= QUESTIONS DE COMPRÉHENSION =
A. D'après le passage sur le budget, pourquoi l'inflation et les hausses inévitables comme celle des loyers seront-elles prises sous plafond ? Répondez en une à trois phrases.
B. Recopiez à l'identique, s'il vous plaît, la partie du passage sur le budget qui commence par les mots « De son côté, la » et se termine par « nos engagements contractuels. ».
C. Indiquez si chacune des affirmations suivantes concorde avec le passage sur le budget, par oui ou par non, en citant les mots décisifs. (i) Les crédits de paiement prévus sur le hors titre 2 s'élèvent à 1,213 milliard d'euros. (ii) Le budget de fonctionnement augmente nettement par rapport à 2013. (iii) Les dépenses de carburant seront supprimées.

= TEXTE DE LECTURE =

-----

De son côté, la dotation prévue sur le hors titre 2 s’élève à 1,138 milliard d’euros en autorisations d’engagement et 1,213 milliard d’euros en crédits de paiement, en hausse de 1% en euros courants. Au sein de ce hors titre 2, le budget de fonctionnement restera globalement identique à 2013 (949 millions d’euros contre 950 millions d’euros en 2013). Cela signifie que l’inflation et les hausses inévitables, comme celle des loyers, seront prises sous plafond, par redéploiement des crédits. La tension persistera donc. Certaines dépenses comme les déplacements, le carburant ou l’entretien des véhicules devront être ajustées pour garantir le règlement de nos engagements contractuels.

-----

= LIGNES DE DONNÉES =
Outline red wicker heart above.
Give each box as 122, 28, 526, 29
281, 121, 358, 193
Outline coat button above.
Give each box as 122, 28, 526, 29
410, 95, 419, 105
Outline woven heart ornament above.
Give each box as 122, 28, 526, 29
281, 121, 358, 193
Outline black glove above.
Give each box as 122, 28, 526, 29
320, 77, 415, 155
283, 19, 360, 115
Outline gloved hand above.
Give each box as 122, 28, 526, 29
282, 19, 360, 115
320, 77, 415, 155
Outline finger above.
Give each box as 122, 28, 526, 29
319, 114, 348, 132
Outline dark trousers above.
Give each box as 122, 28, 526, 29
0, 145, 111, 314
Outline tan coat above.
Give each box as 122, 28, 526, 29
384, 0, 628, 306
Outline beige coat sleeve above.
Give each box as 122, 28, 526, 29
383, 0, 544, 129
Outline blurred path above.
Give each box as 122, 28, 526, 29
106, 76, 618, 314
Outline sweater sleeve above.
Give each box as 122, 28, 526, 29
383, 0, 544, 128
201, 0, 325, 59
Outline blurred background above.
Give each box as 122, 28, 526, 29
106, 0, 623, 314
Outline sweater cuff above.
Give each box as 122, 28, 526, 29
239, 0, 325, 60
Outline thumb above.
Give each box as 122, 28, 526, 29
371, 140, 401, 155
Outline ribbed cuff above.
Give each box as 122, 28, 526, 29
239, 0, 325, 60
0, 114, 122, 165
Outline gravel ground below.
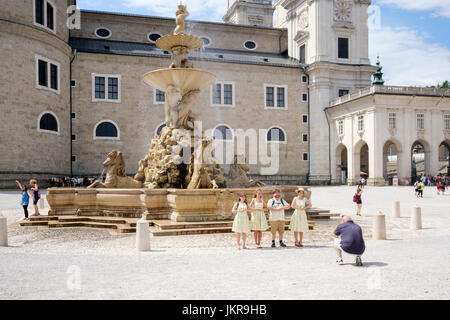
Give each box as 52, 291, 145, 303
0, 187, 450, 300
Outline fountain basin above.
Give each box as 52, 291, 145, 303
142, 68, 216, 95
156, 34, 203, 52
47, 186, 311, 222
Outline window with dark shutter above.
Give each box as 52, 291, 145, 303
47, 2, 55, 30
338, 38, 348, 59
38, 60, 48, 87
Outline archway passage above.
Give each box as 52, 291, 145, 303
336, 144, 348, 184
438, 141, 450, 175
383, 141, 398, 185
411, 141, 426, 181
359, 143, 369, 176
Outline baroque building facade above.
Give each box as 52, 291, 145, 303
0, 0, 450, 187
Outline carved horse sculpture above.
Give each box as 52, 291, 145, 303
88, 150, 142, 189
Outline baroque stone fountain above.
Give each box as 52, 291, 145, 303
47, 5, 306, 222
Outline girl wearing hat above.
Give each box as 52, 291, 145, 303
289, 188, 311, 247
231, 193, 250, 250
250, 189, 269, 248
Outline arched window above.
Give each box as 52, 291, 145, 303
213, 124, 233, 141
38, 111, 59, 134
244, 40, 258, 50
155, 122, 166, 136
94, 120, 120, 140
267, 127, 287, 143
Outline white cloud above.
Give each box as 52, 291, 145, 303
377, 0, 450, 18
122, 0, 230, 21
369, 27, 450, 86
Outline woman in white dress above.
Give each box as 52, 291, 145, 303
250, 189, 269, 248
231, 194, 250, 250
289, 188, 311, 247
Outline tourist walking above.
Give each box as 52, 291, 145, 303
289, 188, 311, 247
353, 188, 363, 216
333, 216, 366, 266
267, 189, 290, 248
231, 194, 250, 250
16, 180, 31, 220
250, 189, 269, 248
30, 179, 41, 216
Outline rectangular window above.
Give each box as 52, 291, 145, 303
300, 44, 306, 63
338, 38, 348, 59
266, 87, 274, 107
264, 85, 287, 108
338, 120, 344, 136
211, 82, 234, 107
47, 2, 55, 30
277, 88, 284, 108
358, 116, 364, 131
35, 55, 60, 94
444, 114, 450, 131
95, 77, 105, 99
416, 113, 425, 130
50, 64, 58, 90
92, 73, 121, 102
302, 93, 308, 101
302, 133, 308, 142
155, 89, 166, 102
223, 84, 233, 105
38, 60, 48, 87
388, 112, 397, 129
108, 78, 119, 100
34, 0, 44, 25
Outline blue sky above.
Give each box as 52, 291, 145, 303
77, 0, 450, 86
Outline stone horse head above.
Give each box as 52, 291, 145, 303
103, 150, 127, 177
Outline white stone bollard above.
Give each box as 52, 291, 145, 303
39, 197, 45, 209
409, 204, 422, 230
372, 211, 386, 240
0, 215, 8, 247
136, 215, 150, 251
392, 200, 400, 218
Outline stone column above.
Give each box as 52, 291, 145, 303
372, 211, 386, 240
0, 215, 8, 247
409, 205, 422, 230
136, 215, 150, 251
392, 200, 400, 218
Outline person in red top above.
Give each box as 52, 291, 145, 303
353, 188, 363, 216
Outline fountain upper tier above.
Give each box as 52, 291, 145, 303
156, 34, 203, 52
142, 68, 216, 95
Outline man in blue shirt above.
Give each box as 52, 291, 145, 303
333, 216, 366, 266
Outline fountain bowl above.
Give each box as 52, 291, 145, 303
156, 34, 203, 52
142, 68, 216, 95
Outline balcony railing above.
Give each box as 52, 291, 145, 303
330, 86, 450, 107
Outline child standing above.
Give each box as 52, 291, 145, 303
289, 188, 311, 247
231, 194, 250, 250
30, 179, 41, 216
250, 189, 269, 248
16, 180, 31, 220
353, 188, 363, 216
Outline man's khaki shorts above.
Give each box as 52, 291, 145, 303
270, 220, 284, 234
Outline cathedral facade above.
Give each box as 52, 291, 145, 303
0, 0, 450, 187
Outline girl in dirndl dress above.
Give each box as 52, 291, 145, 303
250, 189, 269, 248
231, 194, 250, 250
289, 188, 311, 247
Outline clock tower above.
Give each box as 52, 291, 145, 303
274, 0, 376, 184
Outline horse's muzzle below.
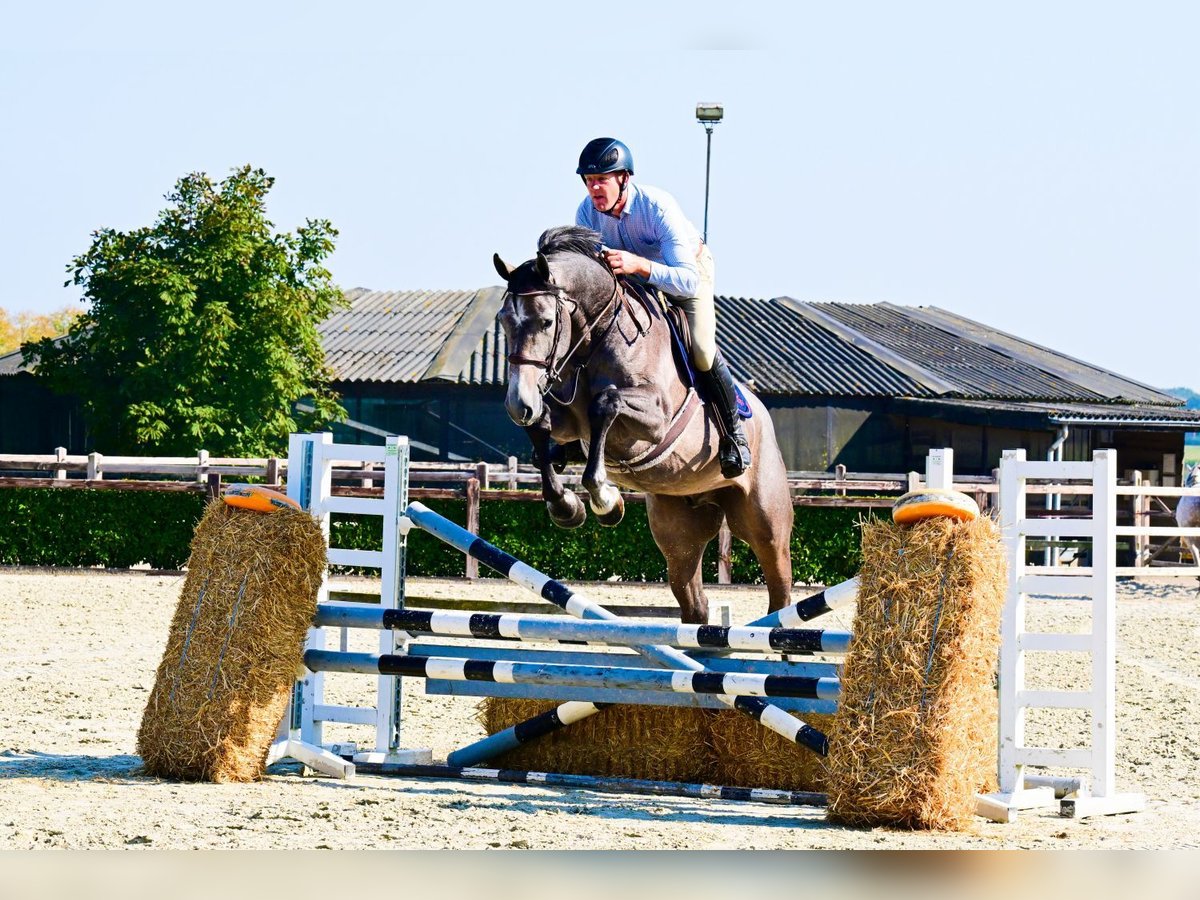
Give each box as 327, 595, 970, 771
504, 368, 545, 428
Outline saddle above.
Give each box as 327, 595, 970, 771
623, 278, 752, 419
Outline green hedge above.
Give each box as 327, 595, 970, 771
0, 488, 883, 584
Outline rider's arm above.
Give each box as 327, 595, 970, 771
647, 199, 700, 296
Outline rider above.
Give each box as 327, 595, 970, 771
575, 138, 750, 478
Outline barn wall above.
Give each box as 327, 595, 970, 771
0, 372, 85, 454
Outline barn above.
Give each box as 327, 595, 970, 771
322, 287, 1200, 475
0, 287, 1200, 479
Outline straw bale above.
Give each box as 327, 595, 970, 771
827, 518, 1006, 830
137, 500, 326, 781
706, 709, 833, 792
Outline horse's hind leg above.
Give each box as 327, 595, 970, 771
646, 494, 725, 625
583, 388, 625, 526
718, 482, 794, 612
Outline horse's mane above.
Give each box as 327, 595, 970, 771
538, 226, 600, 259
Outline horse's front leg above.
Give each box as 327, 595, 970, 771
524, 425, 588, 528
583, 386, 625, 526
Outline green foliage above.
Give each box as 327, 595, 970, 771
23, 166, 344, 456
0, 488, 883, 584
0, 488, 204, 569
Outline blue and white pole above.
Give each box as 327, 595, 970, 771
407, 502, 829, 766
313, 604, 850, 653
745, 576, 858, 628
304, 650, 841, 701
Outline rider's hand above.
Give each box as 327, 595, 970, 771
604, 248, 650, 278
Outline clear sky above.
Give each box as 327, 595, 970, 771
0, 0, 1200, 388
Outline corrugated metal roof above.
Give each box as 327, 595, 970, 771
905, 397, 1200, 430
0, 287, 1198, 424
811, 302, 1106, 401
319, 288, 499, 383
902, 304, 1178, 406
716, 296, 934, 397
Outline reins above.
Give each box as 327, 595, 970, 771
508, 256, 653, 406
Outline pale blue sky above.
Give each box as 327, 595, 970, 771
0, 0, 1200, 388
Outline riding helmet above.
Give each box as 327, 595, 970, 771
575, 138, 634, 175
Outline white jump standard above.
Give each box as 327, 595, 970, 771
402, 502, 829, 756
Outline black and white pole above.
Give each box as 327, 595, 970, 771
744, 576, 858, 628
304, 650, 841, 701
407, 503, 829, 764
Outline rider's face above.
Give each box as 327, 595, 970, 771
583, 172, 623, 212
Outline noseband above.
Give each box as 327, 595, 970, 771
508, 275, 644, 404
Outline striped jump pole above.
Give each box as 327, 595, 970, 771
304, 650, 841, 700
313, 605, 850, 653
406, 502, 829, 766
745, 576, 858, 628
358, 762, 826, 806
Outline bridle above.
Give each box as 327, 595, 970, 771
505, 264, 650, 406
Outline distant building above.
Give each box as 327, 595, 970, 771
0, 287, 1200, 476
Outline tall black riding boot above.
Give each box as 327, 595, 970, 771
697, 354, 750, 478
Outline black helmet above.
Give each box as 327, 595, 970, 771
575, 138, 634, 175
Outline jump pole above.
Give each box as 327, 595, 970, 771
313, 604, 850, 654
304, 650, 841, 701
744, 575, 858, 628
401, 502, 829, 766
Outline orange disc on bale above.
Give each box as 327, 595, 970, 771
892, 487, 979, 524
221, 485, 300, 512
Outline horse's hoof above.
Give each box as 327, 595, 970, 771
593, 497, 625, 528
546, 493, 588, 528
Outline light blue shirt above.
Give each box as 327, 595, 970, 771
575, 181, 700, 298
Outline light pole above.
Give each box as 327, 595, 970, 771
696, 103, 725, 244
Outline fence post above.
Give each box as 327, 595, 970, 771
1133, 469, 1150, 565
467, 478, 479, 581
716, 521, 733, 584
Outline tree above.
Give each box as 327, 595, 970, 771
23, 166, 344, 456
0, 306, 83, 355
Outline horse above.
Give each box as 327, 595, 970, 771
493, 226, 793, 624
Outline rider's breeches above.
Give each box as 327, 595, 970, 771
678, 244, 716, 372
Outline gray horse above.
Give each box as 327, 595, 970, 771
493, 227, 793, 623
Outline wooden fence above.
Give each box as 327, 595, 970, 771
0, 448, 1195, 583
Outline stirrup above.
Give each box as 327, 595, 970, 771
716, 428, 750, 478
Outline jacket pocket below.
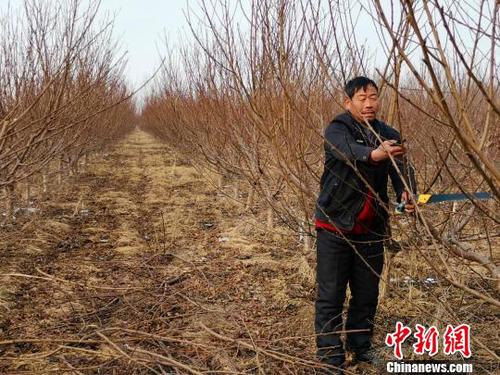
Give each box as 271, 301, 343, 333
318, 173, 340, 209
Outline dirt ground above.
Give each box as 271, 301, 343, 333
0, 130, 498, 374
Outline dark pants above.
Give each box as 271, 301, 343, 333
315, 229, 384, 365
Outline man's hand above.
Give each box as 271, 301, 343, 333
370, 139, 406, 162
401, 191, 415, 213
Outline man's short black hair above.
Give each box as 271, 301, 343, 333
344, 76, 378, 99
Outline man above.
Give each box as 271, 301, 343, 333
315, 77, 415, 373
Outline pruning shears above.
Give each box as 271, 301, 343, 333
394, 191, 493, 215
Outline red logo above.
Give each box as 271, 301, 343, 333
443, 324, 472, 358
413, 324, 439, 357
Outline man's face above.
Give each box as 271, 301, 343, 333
344, 85, 379, 122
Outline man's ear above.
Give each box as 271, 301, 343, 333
344, 96, 351, 109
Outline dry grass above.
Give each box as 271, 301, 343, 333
0, 132, 498, 374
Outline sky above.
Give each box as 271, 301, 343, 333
0, 0, 193, 98
0, 0, 487, 105
98, 0, 189, 94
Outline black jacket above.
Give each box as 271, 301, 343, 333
316, 112, 416, 232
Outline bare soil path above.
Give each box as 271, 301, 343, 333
0, 130, 314, 374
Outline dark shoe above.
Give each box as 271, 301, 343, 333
354, 349, 382, 367
316, 362, 346, 375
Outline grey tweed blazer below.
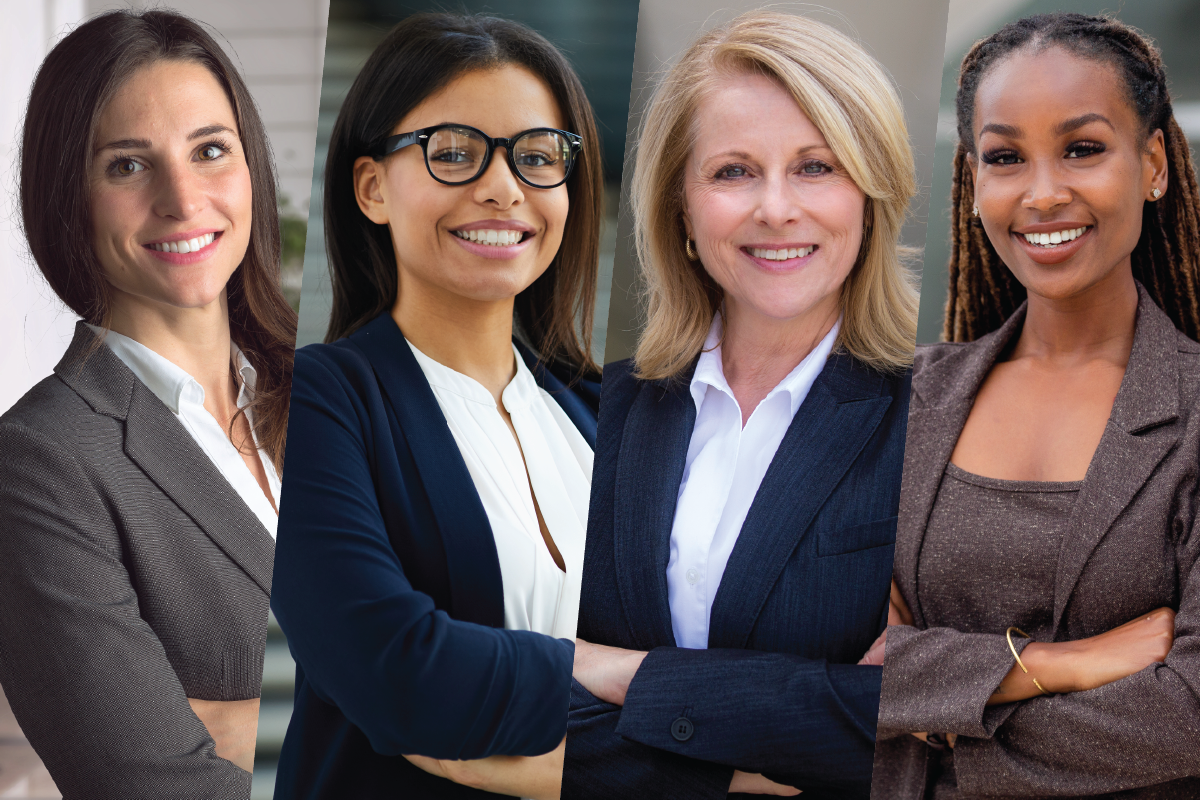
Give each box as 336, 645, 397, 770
871, 285, 1200, 800
0, 323, 275, 800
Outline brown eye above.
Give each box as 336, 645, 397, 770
113, 158, 145, 178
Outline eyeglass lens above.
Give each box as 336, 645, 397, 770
425, 127, 571, 186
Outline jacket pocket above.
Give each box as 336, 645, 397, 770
817, 517, 896, 558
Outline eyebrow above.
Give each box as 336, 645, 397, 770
979, 112, 1116, 139
96, 125, 238, 152
1054, 112, 1116, 136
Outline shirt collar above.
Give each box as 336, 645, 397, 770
88, 324, 258, 414
690, 312, 841, 416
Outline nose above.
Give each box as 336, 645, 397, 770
1021, 155, 1072, 211
754, 175, 802, 229
474, 148, 524, 210
154, 159, 208, 221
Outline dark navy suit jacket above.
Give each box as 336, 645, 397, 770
271, 314, 599, 800
563, 354, 911, 800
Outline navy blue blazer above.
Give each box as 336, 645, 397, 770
563, 354, 911, 800
271, 313, 599, 800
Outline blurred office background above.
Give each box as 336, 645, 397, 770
0, 0, 329, 799
917, 0, 1200, 342
260, 0, 637, 800
605, 0, 950, 362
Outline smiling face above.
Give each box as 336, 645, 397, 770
973, 47, 1166, 299
89, 61, 252, 319
684, 74, 866, 331
354, 65, 569, 302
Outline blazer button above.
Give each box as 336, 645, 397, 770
671, 717, 694, 741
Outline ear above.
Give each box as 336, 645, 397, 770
354, 156, 388, 225
1141, 128, 1168, 200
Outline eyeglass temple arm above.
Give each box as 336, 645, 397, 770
374, 131, 424, 158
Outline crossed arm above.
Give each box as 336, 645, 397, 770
880, 563, 1200, 795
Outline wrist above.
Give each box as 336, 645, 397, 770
1021, 642, 1080, 694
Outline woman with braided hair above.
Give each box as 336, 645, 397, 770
872, 13, 1200, 800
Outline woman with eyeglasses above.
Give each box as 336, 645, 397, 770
274, 13, 602, 800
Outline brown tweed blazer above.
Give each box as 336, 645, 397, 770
871, 285, 1200, 800
0, 323, 275, 800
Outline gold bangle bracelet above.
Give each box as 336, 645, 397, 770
1004, 627, 1050, 694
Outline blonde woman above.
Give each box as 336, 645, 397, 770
563, 12, 917, 798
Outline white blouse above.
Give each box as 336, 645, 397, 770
88, 325, 280, 539
667, 314, 841, 650
408, 342, 592, 639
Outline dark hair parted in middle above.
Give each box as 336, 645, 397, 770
20, 11, 296, 469
942, 13, 1200, 342
324, 13, 604, 369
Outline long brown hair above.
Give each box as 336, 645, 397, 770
324, 13, 604, 374
942, 13, 1200, 342
20, 10, 296, 468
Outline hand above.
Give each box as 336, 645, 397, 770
187, 697, 258, 772
571, 639, 646, 705
858, 579, 912, 667
988, 608, 1175, 705
404, 739, 566, 800
730, 770, 800, 798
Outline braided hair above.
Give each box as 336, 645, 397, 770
942, 13, 1200, 342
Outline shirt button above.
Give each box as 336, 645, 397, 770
671, 717, 694, 741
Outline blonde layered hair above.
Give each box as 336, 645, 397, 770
631, 11, 918, 380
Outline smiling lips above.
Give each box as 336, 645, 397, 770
451, 228, 524, 247
146, 233, 216, 253
746, 245, 816, 261
1020, 225, 1088, 247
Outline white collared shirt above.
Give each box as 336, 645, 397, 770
408, 342, 592, 639
88, 325, 280, 539
667, 314, 841, 650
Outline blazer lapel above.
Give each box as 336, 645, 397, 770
708, 355, 892, 648
893, 305, 1025, 626
350, 313, 504, 627
54, 323, 275, 595
613, 378, 696, 650
1054, 291, 1180, 636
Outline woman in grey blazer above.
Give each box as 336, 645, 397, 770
872, 14, 1200, 800
0, 11, 295, 800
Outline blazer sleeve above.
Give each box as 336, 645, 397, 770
562, 680, 733, 800
617, 648, 882, 796
0, 423, 251, 800
945, 544, 1200, 795
271, 350, 574, 759
878, 625, 1030, 739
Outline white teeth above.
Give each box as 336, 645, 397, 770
1021, 225, 1087, 247
150, 233, 217, 253
750, 245, 816, 261
452, 229, 523, 247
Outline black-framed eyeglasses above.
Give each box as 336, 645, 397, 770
371, 125, 583, 188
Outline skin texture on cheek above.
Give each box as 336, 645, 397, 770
89, 61, 252, 317
973, 47, 1165, 299
684, 74, 865, 323
356, 66, 569, 305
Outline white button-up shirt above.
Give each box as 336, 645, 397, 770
667, 314, 841, 650
88, 325, 280, 539
408, 342, 592, 639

-----

= RÉPONSES NUMÉROTÉES =
A. Le budget de fonctionnement du hors titre 2 restera globalement identique à celui de 2013, soit 949 millions d'euros contre 950 millions en 2013. Ces hausses devront donc être absorbées par redéploiement des crédits.

B.
De son côté, la dotation prévue sur le hors titre 2 s’élève à 1,138 milliard d’euros en autorisations d’engagement et 1,213 milliard d’euros en crédits de paiement, en hausse de 1% en euros courants. Au sein de ce hors titre 2, le budget de fonctionnement restera globalement identique à 2013 (949 millions d’euros contre 950 millions d’euros en 2013). Cela signifie que l’inflation et les hausses inévitables, comme celle des loyers, seront prises sous plafond, par redéploiement des crédits. La tension persistera donc. Certaines dépenses comme les déplacements, le carburant ou l’entretien des véhicules devront être ajustées pour garantir le règlement de nos engagements contractuels.

C.
(i) Oui : « 1,213 milliard d’euros en crédits de paiement ».
(ii) Non : « le budget de fonctionnement restera globalement identique à 2013 ».
(iii) Non : « Certaines dépenses comme les déplacements, le carburant ou l’entretien des véhicules devront être ajustées ».